WRITTEN INSTRUCTION ▸ Can you rewrite all the records below, replacing every "single pin" with "single marker" and leaving everything else unchanged?
──────── INPUT RECORDS
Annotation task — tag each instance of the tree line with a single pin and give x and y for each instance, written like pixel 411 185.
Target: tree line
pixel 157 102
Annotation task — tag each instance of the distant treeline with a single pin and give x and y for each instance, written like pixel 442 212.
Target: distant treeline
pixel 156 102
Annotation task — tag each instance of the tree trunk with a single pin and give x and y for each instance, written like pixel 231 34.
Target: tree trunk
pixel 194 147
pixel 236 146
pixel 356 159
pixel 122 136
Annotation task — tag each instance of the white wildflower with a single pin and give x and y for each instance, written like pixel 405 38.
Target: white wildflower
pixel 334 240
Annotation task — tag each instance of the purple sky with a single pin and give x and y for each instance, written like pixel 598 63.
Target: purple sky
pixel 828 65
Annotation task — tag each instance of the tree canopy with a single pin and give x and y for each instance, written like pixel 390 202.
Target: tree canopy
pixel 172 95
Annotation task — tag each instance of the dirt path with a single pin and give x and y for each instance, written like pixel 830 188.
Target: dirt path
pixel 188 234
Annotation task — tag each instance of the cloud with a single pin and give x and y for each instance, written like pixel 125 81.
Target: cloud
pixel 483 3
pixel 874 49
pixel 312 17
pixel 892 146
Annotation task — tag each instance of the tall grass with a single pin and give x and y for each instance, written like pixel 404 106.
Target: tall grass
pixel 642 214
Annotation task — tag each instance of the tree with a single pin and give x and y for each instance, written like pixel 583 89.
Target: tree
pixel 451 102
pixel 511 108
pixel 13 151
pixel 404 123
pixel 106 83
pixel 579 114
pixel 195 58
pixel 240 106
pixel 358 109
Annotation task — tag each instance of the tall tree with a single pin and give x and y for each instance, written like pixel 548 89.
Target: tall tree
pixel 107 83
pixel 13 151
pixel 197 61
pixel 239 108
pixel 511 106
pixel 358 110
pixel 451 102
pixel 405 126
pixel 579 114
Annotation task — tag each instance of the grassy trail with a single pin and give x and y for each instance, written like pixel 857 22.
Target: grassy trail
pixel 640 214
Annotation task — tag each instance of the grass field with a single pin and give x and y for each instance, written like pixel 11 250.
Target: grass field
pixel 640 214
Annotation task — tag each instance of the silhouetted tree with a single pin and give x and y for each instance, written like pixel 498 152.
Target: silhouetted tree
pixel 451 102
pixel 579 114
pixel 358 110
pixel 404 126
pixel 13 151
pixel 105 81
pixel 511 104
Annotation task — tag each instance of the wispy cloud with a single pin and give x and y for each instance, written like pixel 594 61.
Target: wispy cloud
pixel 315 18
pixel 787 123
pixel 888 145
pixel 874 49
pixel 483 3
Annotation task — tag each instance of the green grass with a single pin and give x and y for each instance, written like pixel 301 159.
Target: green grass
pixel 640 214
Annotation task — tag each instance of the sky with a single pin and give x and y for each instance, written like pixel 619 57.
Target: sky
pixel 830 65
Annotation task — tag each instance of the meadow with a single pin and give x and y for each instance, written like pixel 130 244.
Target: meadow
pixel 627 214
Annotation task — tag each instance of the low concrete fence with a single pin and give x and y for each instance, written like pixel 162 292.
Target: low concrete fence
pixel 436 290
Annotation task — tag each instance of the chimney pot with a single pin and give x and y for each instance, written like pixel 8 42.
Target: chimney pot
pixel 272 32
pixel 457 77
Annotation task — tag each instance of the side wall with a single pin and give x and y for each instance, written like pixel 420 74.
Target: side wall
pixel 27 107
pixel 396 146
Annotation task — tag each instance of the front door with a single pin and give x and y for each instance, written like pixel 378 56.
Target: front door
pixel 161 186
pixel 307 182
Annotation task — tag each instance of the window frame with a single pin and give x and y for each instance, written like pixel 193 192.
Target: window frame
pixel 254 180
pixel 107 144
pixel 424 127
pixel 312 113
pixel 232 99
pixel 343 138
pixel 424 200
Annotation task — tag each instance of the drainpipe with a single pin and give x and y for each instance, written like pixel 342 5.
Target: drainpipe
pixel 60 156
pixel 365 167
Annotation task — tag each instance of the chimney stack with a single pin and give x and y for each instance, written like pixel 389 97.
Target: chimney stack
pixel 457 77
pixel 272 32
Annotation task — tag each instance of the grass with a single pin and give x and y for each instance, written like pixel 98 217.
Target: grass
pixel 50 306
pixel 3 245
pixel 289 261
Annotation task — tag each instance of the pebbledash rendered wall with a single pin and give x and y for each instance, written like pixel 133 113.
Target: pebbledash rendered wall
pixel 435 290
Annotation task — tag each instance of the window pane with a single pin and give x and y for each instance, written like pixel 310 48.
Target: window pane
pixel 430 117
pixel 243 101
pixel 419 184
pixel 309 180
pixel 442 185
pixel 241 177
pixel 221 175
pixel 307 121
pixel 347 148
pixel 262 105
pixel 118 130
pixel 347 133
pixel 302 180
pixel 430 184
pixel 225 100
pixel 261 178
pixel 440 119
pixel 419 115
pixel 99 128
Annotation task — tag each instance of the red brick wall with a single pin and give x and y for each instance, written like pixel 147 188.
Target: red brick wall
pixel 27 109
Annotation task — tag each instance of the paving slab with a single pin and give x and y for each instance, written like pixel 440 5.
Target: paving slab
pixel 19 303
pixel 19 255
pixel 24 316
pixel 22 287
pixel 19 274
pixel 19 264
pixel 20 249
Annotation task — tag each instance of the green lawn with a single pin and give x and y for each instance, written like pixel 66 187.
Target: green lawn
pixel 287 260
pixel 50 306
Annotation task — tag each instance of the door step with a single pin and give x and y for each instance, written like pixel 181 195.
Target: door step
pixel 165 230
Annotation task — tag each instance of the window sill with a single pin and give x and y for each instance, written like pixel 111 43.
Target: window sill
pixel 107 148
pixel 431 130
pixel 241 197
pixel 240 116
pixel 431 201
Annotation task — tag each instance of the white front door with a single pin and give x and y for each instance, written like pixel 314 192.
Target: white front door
────────────────
ANSWER TO THE TASK ▸
Annotation task — tag each instance of the tree line with a single marker and give x and y for each instance, written like pixel 411 185.
Target: tree line
pixel 157 102
Annotation task — tag each instance of the distant treeline with a single marker and give x and y for each instance, written like pixel 442 212.
Target: distant treeline
pixel 156 102
Annotation task — tag each instance of the tree trunk with a single marker and give x and y for each instance, written like pixel 231 34.
Target: tree trunk
pixel 194 147
pixel 236 146
pixel 356 159
pixel 122 136
Annotation task — tag each instance of the white wildflower with a single marker and give x and y for each instance, written like pixel 405 38.
Target: white wildflower
pixel 334 240
Annotation task — tag each instance of the purple sky with a single marker and give x and y for each instance, written like pixel 598 63.
Target: purple sky
pixel 828 65
Annotation task — tag each instance of the tree canopy with a single marker and give x and y for each instance, written like pixel 390 202.
Target: tree canopy
pixel 172 95
Annotation task — tag each instance of the dirt path with a single marker and give x and y for each instance, written like pixel 830 188.
Target: dirt path
pixel 188 234
Annotation task — tag each instance of the cloud with a single marker and give x and y for each instance, written like pixel 125 81.
Target: cloud
pixel 483 3
pixel 874 49
pixel 312 17
pixel 892 146
Annotation task — tag each instance of the tall grass with a single marker and give x and y for each instance, written like pixel 404 106.
Target: tall grass
pixel 642 214
Annotation task — tag each instance of the tree with a single marker and give x and y for each instance, written like pixel 583 89.
Target: tree
pixel 451 102
pixel 511 108
pixel 13 151
pixel 404 123
pixel 106 83
pixel 579 114
pixel 195 58
pixel 240 106
pixel 358 109
Annotation task — tag each instance of the tall tree with a single marker and give x and y for each instance, written like pixel 548 89.
Target: tall tree
pixel 107 83
pixel 13 151
pixel 197 61
pixel 239 108
pixel 511 106
pixel 358 110
pixel 451 102
pixel 405 126
pixel 579 114
Annotation task — tag each instance of the grassy trail with a single marker and give x and y for each instance, written like pixel 857 22.
Target: grassy trail
pixel 640 214
Annotation task — tag each instance of the grass field with a single marker and give x and y for each instance, written like pixel 11 250.
Target: grass field
pixel 640 214
Annotation task — tag each instance of the silhouetted tree with a single marker and give x and y for each instance, written like pixel 498 152.
Target: silhouetted tree
pixel 451 102
pixel 579 114
pixel 358 110
pixel 404 126
pixel 13 151
pixel 105 81
pixel 511 104
Annotation task — tag each instance of the wispy cloud with a single marker and give x and y for each instance, written like pixel 594 61.
Target: wispy cloud
pixel 315 18
pixel 787 123
pixel 888 145
pixel 874 49
pixel 483 3
Annotation task — tag each instance of the green grass with a single marker and give x and y for each instance, written like pixel 301 159.
Target: green grass
pixel 640 214
Annotation task — tag each instance of the sky with a single marker and give x and y for each instance, written like pixel 619 57.
Target: sky
pixel 830 65
Annotation task — tag each instance of the meadow with a single marker and give x and y for each instance, written like pixel 130 244.
Target: meadow
pixel 627 214
Annotation task — tag each instance of the low concrete fence with a single marker and give x and y for each instance, written like pixel 162 292.
Target: low concrete fence
pixel 436 290
Annotation task — tag each instance of the chimney pot with a single marker and give x and y for each instance, written like pixel 8 42.
Target: chimney pot
pixel 272 32
pixel 457 77
Annotation task — tag each instance of the side wall with a single marker and give x and y for each instance, written like pixel 420 74.
Target: side wall
pixel 27 107
pixel 396 146
Annotation task — tag each instance of the front door with a single marker and give x and y for each instance, written like pixel 378 56.
Target: front door
pixel 161 186
pixel 307 182
Annotation task — tag each instance of the window frame with a single marker and give x and y for each instance, written like pixel 193 192.
Target: window frame
pixel 254 180
pixel 107 144
pixel 424 127
pixel 312 113
pixel 232 99
pixel 343 138
pixel 424 200
Annotation task — tag each instance of the drainpipe with a single marker and give x and y for each instance, written like pixel 342 5.
Target: drainpipe
pixel 60 156
pixel 365 167
Annotation task — tag each instance of the chimney stack with a single marker and give x and y for each instance, written like pixel 389 97.
Target: chimney stack
pixel 457 77
pixel 272 32
Annotation task — tag each instance of the grass with a single marker and give x and y for each instance, written like pixel 98 217.
Target: grass
pixel 50 306
pixel 3 245
pixel 289 261
Annotation task — tag each instance of the pebbledash rendered wall with a single marker and give x and y for each instance, written like pixel 133 113.
Target: pebbledash rendered wall
pixel 435 290
Annotation task — tag each instance of the window pane with a single marker and give x and y for each instance, written like pixel 310 48.
Target: window pane
pixel 430 117
pixel 243 101
pixel 419 184
pixel 309 180
pixel 442 185
pixel 241 177
pixel 221 175
pixel 307 121
pixel 347 148
pixel 262 105
pixel 118 130
pixel 347 133
pixel 302 180
pixel 430 184
pixel 225 100
pixel 261 178
pixel 440 119
pixel 419 115
pixel 99 128
Annotation task — tag each instance of the red brick wall with a single marker and give x and y for each instance, written like pixel 147 188.
Target: red brick wall
pixel 27 109
Annotation task — tag each instance of the paving slab with a single marker and give x and y for each instance, written like pixel 440 5.
Target: paving slab
pixel 19 303
pixel 19 255
pixel 24 316
pixel 22 287
pixel 19 274
pixel 19 264
pixel 20 249
Annotation task — tag each instance of the green lawn with a single marker and give x and y for each instance, written like pixel 66 187.
Target: green lawn
pixel 287 260
pixel 50 306
Annotation task — tag each instance of the door step with a single marker and give x and y for each instance, written like pixel 181 195.
Target: door step
pixel 165 230
Annotation task — tag each instance of the window sill with a single marker and give x and y for each instance, written like pixel 111 43.
Target: window sill
pixel 107 148
pixel 431 130
pixel 241 197
pixel 240 116
pixel 431 201
Annotation task — tag each instance of the white front door with a single marker and give x and y for each instance, written like pixel 314 192.
Target: white front door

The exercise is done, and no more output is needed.